§ **Given passage**:

%%

Justifiable Buyer's Remorse?

Regardless of what legal principle is latched onto as a vehicle for hoped-for set aside (often by a successor attorney, and often citing ineffective original counsel and/or such counsel acting without claimant's authority), scratch deep enough and the primary motivation often is what has come to be known as “buyer's remorse” — a claimant saying in effect: What have I done!

More problematic is the situation faced by the JCC in the Codovez case, where the claimant, who had suffered a known head injury, was diagnosed with concussion and had lingering symptoms at the time of mediation, at which time he settled his case — while represented — executing a release shortly thereafter. Several months after mediation, he began experiencing unusual symptoms, ultimately diagnosed as a cerebral fistula, a serious condition that required delicate brain surgery at significant cost.

The problem for all concerned was this: In the hearing to set aside the settlement agreement, expert testimony established that a) the fistula was causally related to the original injury, and b) no one could either have diagnosed it or have seen it coming at the time of the mediation. It was a completely concealed “time bomb.”

At trial the claimant argued this “unknown” injury constituted good grounds for setting aside the release, and he was supported by case law that holds where there is a completely unknown injury that first manifests itself after a settlement, rescission is the only fair thing to do. The employer/carrier (E/C) argued: But what constitutes an “unknown” injury?

Agreement and Disagreement

All were in agreement that the claimant had suffered “a head injury,” and as such, this admittedly unforeseen diagnosis stemmed from a “known” injury, i.e., the head injury. It would have been different, E/C argued, had a tumor in the claimant's hip emerged later on (and was somehow related). The trial court agreed with the employer, and claimant appealed.

The matter drew the attention of the court as oral argument was scheduled and the argument was selected as a demonstration before students from Florida State University Law School. The students also were invited by the court to participate with the attorneys (the author of this article for the defense, and opposing counsel Jay Levy of Miami) in an extended question and answer session afterward.

%%

§ **Extracted records**:
%%

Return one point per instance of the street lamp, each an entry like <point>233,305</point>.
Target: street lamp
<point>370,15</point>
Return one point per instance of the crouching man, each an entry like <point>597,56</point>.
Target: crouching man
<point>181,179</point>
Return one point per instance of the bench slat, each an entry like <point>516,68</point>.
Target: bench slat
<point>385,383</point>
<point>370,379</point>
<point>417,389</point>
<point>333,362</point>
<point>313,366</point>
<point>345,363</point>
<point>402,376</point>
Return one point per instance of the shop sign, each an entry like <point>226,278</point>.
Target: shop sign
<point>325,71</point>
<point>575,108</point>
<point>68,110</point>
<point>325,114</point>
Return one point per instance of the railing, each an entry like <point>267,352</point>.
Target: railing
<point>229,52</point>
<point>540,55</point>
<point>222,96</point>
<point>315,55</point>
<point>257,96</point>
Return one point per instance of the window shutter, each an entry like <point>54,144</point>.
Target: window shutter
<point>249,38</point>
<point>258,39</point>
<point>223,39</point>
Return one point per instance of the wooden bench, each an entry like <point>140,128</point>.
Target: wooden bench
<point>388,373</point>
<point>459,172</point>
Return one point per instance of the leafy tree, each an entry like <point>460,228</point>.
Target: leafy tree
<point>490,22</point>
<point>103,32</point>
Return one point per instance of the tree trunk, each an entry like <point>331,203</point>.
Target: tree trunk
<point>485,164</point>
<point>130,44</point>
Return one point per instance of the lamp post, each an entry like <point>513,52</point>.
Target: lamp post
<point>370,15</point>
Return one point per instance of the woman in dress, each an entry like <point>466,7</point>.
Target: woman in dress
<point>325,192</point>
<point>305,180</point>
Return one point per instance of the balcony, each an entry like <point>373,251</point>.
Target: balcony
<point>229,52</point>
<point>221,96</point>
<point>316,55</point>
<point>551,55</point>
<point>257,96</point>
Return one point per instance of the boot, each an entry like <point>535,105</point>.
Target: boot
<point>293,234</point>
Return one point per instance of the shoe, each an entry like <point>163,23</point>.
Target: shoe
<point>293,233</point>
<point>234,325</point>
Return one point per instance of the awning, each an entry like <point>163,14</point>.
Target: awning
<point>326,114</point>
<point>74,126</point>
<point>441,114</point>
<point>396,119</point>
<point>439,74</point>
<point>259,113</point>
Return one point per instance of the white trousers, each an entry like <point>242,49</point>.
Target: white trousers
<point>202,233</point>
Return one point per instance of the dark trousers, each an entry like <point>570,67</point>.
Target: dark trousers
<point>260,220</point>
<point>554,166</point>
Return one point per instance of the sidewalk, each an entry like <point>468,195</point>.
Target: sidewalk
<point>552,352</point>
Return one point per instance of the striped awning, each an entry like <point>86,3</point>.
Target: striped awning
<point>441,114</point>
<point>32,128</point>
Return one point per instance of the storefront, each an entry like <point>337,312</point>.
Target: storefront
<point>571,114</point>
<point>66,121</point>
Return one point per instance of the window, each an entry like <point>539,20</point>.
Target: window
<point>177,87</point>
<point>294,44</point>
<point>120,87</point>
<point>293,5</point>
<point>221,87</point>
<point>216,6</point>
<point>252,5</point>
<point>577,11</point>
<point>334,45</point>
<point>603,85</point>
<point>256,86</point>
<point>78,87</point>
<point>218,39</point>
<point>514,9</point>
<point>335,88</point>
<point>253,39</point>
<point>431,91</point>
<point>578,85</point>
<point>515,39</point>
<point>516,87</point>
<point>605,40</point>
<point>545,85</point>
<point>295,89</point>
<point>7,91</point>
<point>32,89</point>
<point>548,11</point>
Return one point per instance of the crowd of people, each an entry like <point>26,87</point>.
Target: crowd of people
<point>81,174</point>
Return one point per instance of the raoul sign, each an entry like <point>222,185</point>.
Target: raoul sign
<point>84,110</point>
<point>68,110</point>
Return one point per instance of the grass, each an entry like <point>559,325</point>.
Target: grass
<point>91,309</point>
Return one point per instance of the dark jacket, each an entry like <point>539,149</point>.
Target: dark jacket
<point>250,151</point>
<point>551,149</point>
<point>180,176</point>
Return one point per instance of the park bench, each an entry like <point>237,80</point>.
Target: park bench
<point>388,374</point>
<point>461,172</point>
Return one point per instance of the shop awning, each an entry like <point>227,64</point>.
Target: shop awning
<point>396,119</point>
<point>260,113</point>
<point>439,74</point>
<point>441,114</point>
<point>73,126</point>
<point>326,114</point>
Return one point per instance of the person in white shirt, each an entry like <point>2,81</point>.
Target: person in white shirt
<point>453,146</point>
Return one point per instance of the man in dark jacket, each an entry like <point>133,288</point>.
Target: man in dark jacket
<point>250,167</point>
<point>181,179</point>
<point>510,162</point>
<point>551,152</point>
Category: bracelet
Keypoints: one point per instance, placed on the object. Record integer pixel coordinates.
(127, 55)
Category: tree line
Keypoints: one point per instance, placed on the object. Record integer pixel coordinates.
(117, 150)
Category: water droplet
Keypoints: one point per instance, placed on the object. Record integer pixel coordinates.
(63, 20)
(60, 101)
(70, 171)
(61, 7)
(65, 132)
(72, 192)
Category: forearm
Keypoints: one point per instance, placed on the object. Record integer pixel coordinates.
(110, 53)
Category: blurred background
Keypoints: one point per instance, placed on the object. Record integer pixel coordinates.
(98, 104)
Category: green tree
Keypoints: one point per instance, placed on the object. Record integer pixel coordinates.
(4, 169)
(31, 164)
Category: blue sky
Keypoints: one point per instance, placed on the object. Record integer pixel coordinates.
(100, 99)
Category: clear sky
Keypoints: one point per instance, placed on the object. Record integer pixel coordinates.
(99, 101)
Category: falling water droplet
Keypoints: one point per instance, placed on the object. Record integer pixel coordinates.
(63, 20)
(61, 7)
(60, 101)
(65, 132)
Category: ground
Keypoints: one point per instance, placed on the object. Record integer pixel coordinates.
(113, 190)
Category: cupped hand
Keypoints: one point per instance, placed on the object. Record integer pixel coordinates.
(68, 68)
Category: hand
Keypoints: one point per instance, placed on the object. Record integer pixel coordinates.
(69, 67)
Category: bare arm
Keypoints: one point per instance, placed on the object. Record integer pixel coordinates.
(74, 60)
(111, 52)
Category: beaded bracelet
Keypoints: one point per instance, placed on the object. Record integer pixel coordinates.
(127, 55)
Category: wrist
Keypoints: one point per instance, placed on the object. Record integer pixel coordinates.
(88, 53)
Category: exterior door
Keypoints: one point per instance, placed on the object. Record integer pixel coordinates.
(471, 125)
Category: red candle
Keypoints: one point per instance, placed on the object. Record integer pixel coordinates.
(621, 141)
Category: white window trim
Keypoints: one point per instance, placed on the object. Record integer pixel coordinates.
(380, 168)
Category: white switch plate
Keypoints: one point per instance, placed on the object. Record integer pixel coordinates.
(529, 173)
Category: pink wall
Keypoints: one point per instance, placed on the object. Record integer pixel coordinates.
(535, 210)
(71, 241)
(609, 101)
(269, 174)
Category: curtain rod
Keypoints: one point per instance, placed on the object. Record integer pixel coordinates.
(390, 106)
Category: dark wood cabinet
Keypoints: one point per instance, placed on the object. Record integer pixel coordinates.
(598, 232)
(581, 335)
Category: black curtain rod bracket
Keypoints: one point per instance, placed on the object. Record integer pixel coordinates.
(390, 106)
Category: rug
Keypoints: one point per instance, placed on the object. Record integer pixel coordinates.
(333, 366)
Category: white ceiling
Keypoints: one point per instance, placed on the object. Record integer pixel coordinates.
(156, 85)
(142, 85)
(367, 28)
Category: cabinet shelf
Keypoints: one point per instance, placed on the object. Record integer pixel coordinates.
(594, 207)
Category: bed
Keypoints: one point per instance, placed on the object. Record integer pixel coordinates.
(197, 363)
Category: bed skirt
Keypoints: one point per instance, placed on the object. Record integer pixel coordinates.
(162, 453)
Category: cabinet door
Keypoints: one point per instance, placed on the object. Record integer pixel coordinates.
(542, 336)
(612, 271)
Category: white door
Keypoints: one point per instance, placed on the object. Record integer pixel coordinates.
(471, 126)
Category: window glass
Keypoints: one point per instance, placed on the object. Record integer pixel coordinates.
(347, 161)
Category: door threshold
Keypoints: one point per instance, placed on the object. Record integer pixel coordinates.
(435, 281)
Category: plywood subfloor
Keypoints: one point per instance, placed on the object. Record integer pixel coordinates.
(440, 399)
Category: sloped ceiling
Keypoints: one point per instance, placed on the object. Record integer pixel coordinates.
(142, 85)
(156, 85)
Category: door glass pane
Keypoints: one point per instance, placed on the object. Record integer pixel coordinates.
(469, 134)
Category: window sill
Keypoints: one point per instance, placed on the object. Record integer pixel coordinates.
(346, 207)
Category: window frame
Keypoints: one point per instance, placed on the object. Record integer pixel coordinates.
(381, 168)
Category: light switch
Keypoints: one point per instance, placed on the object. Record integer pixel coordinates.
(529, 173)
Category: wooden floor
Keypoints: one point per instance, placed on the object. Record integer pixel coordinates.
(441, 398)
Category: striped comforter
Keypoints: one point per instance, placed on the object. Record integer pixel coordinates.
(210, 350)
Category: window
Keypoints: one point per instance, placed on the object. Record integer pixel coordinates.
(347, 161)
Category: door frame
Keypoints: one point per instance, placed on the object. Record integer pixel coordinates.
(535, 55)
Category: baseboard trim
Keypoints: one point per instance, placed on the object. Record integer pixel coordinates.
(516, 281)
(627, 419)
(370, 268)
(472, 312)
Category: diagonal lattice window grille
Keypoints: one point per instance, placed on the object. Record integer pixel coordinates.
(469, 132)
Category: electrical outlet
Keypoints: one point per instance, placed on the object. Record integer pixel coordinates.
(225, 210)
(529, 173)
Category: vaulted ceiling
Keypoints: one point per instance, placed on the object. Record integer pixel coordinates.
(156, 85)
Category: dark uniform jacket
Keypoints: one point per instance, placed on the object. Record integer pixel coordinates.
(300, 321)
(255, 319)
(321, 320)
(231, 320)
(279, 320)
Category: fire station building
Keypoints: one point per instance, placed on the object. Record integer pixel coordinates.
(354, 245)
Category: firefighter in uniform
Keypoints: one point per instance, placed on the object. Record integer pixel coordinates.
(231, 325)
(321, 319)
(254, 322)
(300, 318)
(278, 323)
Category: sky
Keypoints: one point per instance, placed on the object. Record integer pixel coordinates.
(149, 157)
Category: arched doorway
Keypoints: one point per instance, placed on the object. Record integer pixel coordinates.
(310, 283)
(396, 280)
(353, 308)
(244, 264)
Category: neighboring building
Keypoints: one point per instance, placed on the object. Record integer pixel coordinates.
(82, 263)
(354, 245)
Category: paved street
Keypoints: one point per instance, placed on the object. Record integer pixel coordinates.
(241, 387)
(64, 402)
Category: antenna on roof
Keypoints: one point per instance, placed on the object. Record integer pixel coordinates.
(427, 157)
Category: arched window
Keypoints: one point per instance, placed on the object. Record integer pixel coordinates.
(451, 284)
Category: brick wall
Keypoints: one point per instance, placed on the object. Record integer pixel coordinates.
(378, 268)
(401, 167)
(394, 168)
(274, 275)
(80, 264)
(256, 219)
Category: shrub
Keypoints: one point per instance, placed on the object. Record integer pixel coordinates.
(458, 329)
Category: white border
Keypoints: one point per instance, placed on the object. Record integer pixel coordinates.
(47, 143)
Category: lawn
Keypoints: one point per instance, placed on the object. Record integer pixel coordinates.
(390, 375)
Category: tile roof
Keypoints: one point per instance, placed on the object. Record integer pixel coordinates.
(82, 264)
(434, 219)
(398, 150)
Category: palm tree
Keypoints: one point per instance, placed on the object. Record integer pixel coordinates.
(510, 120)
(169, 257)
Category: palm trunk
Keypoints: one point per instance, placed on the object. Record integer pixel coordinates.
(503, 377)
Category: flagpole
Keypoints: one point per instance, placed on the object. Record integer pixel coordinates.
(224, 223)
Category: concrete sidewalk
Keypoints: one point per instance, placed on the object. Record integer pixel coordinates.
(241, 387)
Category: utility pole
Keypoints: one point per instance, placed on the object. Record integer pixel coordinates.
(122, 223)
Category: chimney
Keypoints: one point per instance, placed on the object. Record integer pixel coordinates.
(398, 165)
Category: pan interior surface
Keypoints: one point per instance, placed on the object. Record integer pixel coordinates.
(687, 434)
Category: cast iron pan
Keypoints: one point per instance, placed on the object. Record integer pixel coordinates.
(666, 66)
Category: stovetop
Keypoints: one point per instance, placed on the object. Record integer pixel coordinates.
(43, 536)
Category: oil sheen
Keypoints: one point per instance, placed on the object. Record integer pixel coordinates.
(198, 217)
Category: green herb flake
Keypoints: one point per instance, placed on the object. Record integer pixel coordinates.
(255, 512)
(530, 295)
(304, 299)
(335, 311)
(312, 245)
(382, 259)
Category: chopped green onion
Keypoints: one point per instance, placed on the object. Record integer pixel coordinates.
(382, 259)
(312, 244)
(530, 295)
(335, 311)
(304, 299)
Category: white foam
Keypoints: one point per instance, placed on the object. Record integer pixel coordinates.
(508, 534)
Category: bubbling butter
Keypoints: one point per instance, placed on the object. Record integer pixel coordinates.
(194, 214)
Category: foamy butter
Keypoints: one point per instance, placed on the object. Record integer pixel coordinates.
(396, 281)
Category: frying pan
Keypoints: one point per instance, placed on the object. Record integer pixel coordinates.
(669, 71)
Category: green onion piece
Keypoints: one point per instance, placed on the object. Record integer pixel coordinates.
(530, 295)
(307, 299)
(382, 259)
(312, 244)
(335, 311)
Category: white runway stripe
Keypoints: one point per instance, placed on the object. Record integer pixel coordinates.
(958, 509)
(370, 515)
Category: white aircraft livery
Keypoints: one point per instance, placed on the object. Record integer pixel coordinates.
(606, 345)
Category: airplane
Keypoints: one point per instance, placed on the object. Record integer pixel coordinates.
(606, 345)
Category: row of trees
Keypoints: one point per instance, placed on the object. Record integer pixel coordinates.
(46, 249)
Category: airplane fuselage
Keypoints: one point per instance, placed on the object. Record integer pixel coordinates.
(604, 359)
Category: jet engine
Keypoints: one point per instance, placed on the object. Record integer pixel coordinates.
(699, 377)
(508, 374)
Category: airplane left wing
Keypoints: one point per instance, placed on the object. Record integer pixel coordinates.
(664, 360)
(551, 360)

%%

§ **Task list**:
**1)** In the passage on buyer's remorse in workers' compensation settlements, what condition was the claimant in the Codovez case ultimately diagnosed with several months after mediation?
**2)** Continue the passage on buyer's remorse in workers' compensation settlements from where it stops.

§ **Answers for the exercise**:
**1)** A cerebral fistula.

**2)**
The claimant's appeal had gained some traction. There would probably be an opinion, and the defense recognized a lot was at stake here; namely, the sanctity of closure in the workers' compensation setting vis a vis a potentially broader class of circumstances permitting the setting aside of settlements and releases than the traditionally minuscule set allowed previously. (The oral argument can be viewed at the 1st DCA website link [ http://www.1dca.org/video/2010.htm ] for Case No.: 1D09-5786; date: 9/28/10).

The court affirmed, and in doing so issued a detailed opinion (at 47 So.3d 1120, Fla 1st DCA 2010), a process often intended as instructive to bench and bar given that no such opinion is needed in affirming (as opposed to a reversal, where setting forth the court's reasoning is essentially mandatory). The court determined that where, in the broadest possible sense, the injury is known (in this case, “head injury”), it will not matter that an unknown and also unknowable manifestation, even with an entirely new diagnosis, later emerges or emerges from hiding.

The court also added another useful ruling, in two parts: There is a higher burden on a claimant seeking to vacate a settlement that is reached in formal mediation, and while represented by counsel.

The court closed with a notable comment issued by the trial judge, namely that: “parties have …the right to make, what is in apparent hindsight, a bad bargain, especially when represented by counsel.”

All this underscores the need for very careful work in the case of an unrepresented claimant. But even there, with adequate understanding of the circumstances made available at the time of settlement, the same basic outcome would obtain.

In summary, the newly patched dike is again holding the water back securely!